# start of RECORD EXTRACTS

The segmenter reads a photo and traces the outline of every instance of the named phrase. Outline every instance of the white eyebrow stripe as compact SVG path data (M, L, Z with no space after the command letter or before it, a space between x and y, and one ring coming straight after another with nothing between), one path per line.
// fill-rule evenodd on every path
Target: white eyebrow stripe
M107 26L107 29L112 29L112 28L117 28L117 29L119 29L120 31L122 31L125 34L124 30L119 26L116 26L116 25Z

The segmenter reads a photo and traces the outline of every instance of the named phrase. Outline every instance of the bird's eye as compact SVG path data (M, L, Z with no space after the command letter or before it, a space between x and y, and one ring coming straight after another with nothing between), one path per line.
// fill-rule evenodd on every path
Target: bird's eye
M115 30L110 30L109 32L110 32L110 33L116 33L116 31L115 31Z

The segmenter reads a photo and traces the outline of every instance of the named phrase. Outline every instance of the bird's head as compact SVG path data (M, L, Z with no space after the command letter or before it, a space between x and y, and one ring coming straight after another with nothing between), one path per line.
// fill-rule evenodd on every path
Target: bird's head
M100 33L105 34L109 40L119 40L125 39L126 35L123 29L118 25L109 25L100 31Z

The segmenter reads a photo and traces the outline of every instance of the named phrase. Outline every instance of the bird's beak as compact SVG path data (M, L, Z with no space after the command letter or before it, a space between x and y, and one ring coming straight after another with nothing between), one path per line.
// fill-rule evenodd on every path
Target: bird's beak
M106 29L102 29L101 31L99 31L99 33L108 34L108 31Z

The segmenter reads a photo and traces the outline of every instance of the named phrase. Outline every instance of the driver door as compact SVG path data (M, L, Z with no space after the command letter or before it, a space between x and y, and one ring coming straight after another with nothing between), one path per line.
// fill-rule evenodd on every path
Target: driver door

# end of RECORD EXTRACTS

** OBJECTIVE **
Transcribe all of the data above, line by line, reproducing each character without alteration.

** FINISHED TASK **
The segmenter reads a photo and traces the outline of every instance of the named phrase. Outline every instance of the white eyebrow stripe as compact SVG path data (M, L, Z with no space after the command letter or before it, a space between x and y, and one ring coming straight after another with nothing between), one path per line.
// fill-rule evenodd on every path
Target: white eyebrow stripe
M107 26L107 29L112 29L112 28L117 28L117 29L119 29L120 31L122 31L125 34L124 30L119 26L116 26L116 25Z

The segmenter reads a photo and traces the outline of every instance of the named phrase. Outline every instance of the bird's eye as compact SVG path data (M, L, Z with no space after the command letter or before it, a space between x and y, and one ring coming straight after another with nothing between), one path per line.
// fill-rule evenodd on every path
Target: bird's eye
M115 30L110 30L109 32L110 32L110 33L116 33L116 31L115 31Z

The segmenter reads a photo and traces the outline of every instance of the named phrase. Outline every instance of the bird's head as compact SVG path data (M, L, Z with no space after the command letter or before it, a space between x and y, and one ring coming straight after another with nothing between), one path per line.
// fill-rule evenodd on every path
Target: bird's head
M100 33L105 34L109 40L119 40L125 39L126 35L123 29L118 25L109 25L100 31Z

The segmenter reads a photo and traces the outline of every instance of the named phrase. Outline every instance of the bird's beak as compact SVG path data (M, L, Z with no space after the command letter or before it, a space between x and y, and one ring coming straight after another with nothing between), one path per line.
// fill-rule evenodd on every path
Target: bird's beak
M106 29L102 29L101 31L99 31L99 33L108 34L108 31Z

The segmenter reads a photo and traces the outline of every instance of the named phrase. Outline every instance of the driver door as compact SVG path data (M, L, Z with no space after the command letter or before it, a space between x and y, and one ring coming straight after another with nothing between), one path per line.
// fill-rule evenodd on every path
Target: driver door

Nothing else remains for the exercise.